**Aim**
Return the complete listing that follows, with each line reproduced exactly.

Labeled-object pointing entries
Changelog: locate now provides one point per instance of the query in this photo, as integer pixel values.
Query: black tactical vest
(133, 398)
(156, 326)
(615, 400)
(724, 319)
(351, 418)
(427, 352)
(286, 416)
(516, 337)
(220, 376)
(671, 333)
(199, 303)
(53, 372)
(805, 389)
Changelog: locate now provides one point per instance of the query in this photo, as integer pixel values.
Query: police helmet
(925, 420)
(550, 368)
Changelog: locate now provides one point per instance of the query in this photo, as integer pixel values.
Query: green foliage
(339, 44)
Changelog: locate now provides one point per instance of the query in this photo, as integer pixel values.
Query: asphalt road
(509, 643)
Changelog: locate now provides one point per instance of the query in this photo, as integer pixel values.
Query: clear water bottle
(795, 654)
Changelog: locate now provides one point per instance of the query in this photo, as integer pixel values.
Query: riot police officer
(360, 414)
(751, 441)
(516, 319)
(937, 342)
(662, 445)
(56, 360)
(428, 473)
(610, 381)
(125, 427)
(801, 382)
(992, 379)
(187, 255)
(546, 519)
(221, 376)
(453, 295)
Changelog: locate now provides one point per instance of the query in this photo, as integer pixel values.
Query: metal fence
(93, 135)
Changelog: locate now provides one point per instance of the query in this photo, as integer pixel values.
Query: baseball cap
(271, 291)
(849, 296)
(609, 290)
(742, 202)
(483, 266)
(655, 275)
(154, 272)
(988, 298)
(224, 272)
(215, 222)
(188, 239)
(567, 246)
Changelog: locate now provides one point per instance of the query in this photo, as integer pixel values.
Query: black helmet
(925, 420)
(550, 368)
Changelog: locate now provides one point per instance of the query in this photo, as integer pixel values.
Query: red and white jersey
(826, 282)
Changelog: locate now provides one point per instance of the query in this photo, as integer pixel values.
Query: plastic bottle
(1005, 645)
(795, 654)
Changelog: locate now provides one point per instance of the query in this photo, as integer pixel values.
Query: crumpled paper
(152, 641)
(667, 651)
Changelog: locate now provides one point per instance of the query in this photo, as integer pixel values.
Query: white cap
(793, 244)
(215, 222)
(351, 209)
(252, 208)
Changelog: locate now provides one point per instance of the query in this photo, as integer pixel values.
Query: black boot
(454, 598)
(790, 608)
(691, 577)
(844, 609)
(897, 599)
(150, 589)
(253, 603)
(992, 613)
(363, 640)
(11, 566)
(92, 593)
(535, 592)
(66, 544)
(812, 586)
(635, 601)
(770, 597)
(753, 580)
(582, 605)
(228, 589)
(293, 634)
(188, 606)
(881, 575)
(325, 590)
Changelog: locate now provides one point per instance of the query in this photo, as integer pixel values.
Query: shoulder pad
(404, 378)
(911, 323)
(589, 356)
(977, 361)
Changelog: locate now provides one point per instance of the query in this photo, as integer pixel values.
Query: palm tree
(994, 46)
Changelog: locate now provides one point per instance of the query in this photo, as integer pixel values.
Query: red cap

**Solution to this exercise**
Changelog: locate now provides one point per instance of the query in this photo, as integer pixel values.
Query: black tactical vest
(133, 398)
(156, 326)
(615, 400)
(724, 319)
(351, 418)
(427, 352)
(286, 416)
(516, 337)
(220, 376)
(671, 333)
(199, 303)
(53, 372)
(805, 389)
Changelog: locate now provides one point per instance of the query in this photo, as integer pixel values.
Query: police helmet
(925, 420)
(550, 368)
Changelog: locate now provides one point per instance of the query in this photo, as integer pixel values.
Query: green foliage
(339, 44)
Changelog: locate now provides one point per instance of the query in this photo, as integer pixel values.
Query: asphalt road
(509, 643)
Changelog: locate now provides one point per instance of the query in this photo, as integer pixel values.
Query: clear water bottle
(795, 654)
Changelog: locate now provides one point per instance of the query in this photo, as integer pixel values.
Query: riot police officer
(360, 414)
(751, 441)
(516, 319)
(937, 342)
(662, 445)
(56, 360)
(428, 473)
(610, 381)
(125, 427)
(801, 382)
(992, 379)
(187, 255)
(546, 519)
(221, 376)
(453, 295)
Changelog: locate now provides one point per instance of the query in this photo, as integer pixel values.
Query: metal fence
(93, 135)
Changelog: locate now provides one point per instance of the query in this photo, as integer pixel values.
Query: baseball cap
(271, 291)
(849, 296)
(609, 290)
(742, 202)
(483, 266)
(655, 275)
(154, 272)
(988, 298)
(224, 272)
(215, 222)
(188, 239)
(567, 246)
Changelog: locate now provides one point per instance of the query in this photo, as integer pixel values.
Query: black helmet
(925, 420)
(550, 368)
Changelog: locate now provides one point per instance of the query in this photo, as integer pixel values.
Query: red and white jersey
(826, 282)
Changelog: locate now provides one point per instance of the query in this photo, as integer pixel values.
Query: plastic bottle
(1005, 645)
(795, 654)
Changelog: locate now provides one point per instance of the query in this photo, as integer pixel values.
Query: crumpled paper
(152, 641)
(667, 651)
Changelog: locate now provides one point per instance of the query in this photo, as integer pixel values.
Query: white cap
(793, 244)
(215, 222)
(351, 209)
(252, 208)
Changelog: locate now provides one point per instance of the query in this photo, as integer pixel values.
Query: black boot
(454, 598)
(790, 608)
(691, 577)
(844, 609)
(897, 599)
(150, 589)
(253, 603)
(992, 613)
(363, 640)
(11, 566)
(92, 593)
(535, 592)
(66, 544)
(812, 586)
(635, 601)
(770, 597)
(753, 580)
(582, 605)
(228, 589)
(293, 634)
(188, 606)
(881, 575)
(325, 590)
Changelog: locate now provides one point per instance of the query in this photo, as integer pixel values.
Query: shoulder pad
(404, 378)
(911, 323)
(589, 356)
(977, 361)
Changelog: locate now provides one point per instance of the query in this photo, as integer pixel values.
Query: palm tree
(994, 46)
Changelog: locate now provides one point per instance of the query in this photo, as integer pixel values.
Query: red cap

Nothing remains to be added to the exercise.